=== Excerpt provided ===

A blood chemical evaluation excluded the presence of infections (both reactive-C protein and leukocytes were in normal range); therefore, a venous aneurysm was diagnosed, and surgery was the treatment of choice.

Before the surgery, a blood sample was collected to evaluate the plasma MMP and NGAL levels through enzyme-linked immunosorbent assay (ELISA), consonant with our previous studies [822].

For surgery, an incision was made along the medial bicipital groove on the left arm (Fig. 2), and the axillary and brachial arteries upstream and downstream of the aneurysm were isolated. A very large aneurysm was found between the humeral artery and basilic vein. After aneurysmectomy (Fig. 3), the humeral artery was reconstructed. One week later, a blood sample was collected to evaluate the MMP and NGAL levels. An unpaired Student’s t test was used for statistical evaluation; the threshold of statistical significance was set at *P< 0.05. The ELISA findings revealed significantly higher levels (P<0.01) of plasma MMP-1, MMP-8, MMP-9, and NGAL before the surgery; these levels decreased significantly 1, 3, and 6 months after surgery.

Figure 2
Incision along the medial bicipital groove on the left arm.
Figure 3
Specimen of the dissected aneurysm after aneurysmectomy.

Ethical approval

The research related to human use has been complied with all the relevant national regulations, institutional policies and in accordance the tenets of the Helsinki Declaration, and has been approved by the authors’ institutional review board or equivalent committee.

Informed consent

Informed consent has been obtained from all individuals included in this study.

===

▶ **Problem to solve**: In the excerpt on the venous aneurysm surgery, where was the very large aneurysm found?

=== Dataset excerpts ===

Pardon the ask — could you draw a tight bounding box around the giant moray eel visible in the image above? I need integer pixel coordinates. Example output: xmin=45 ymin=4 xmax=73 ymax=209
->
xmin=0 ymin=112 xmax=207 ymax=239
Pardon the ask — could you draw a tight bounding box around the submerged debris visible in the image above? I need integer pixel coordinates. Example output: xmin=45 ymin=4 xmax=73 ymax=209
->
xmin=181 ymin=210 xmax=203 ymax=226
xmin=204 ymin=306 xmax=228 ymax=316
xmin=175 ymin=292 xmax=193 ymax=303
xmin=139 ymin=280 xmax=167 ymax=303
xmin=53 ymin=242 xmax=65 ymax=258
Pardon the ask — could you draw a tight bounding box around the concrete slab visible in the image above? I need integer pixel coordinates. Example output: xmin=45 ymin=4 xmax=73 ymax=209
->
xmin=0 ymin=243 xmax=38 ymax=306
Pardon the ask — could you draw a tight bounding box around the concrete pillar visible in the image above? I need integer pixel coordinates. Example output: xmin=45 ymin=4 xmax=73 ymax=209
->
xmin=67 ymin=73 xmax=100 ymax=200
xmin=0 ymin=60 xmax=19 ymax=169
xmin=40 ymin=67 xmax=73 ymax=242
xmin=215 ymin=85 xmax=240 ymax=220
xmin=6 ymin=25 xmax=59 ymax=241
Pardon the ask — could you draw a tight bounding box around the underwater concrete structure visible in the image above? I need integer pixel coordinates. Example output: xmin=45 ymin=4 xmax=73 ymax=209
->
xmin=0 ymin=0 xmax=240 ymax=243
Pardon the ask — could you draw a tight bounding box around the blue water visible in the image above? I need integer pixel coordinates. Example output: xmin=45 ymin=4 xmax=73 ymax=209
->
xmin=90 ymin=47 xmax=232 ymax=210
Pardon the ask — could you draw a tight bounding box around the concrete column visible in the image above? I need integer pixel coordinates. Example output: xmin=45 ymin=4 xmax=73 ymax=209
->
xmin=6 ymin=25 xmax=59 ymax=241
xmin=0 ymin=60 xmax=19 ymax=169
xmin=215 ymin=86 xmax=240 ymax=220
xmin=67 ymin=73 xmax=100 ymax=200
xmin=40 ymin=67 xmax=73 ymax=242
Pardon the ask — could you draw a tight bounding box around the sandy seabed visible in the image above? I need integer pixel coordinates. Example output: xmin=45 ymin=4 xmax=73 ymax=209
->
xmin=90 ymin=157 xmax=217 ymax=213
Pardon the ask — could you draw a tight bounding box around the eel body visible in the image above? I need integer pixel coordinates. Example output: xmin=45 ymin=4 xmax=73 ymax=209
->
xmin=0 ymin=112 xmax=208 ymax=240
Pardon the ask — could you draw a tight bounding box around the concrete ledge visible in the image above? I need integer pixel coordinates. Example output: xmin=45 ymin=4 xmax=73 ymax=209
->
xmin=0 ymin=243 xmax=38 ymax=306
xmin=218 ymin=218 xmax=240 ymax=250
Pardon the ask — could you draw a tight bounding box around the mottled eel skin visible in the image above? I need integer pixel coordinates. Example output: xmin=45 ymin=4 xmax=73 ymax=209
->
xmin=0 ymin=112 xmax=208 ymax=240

===

▶ **Answer for this exercise**: Between the humeral artery and the basilic vein.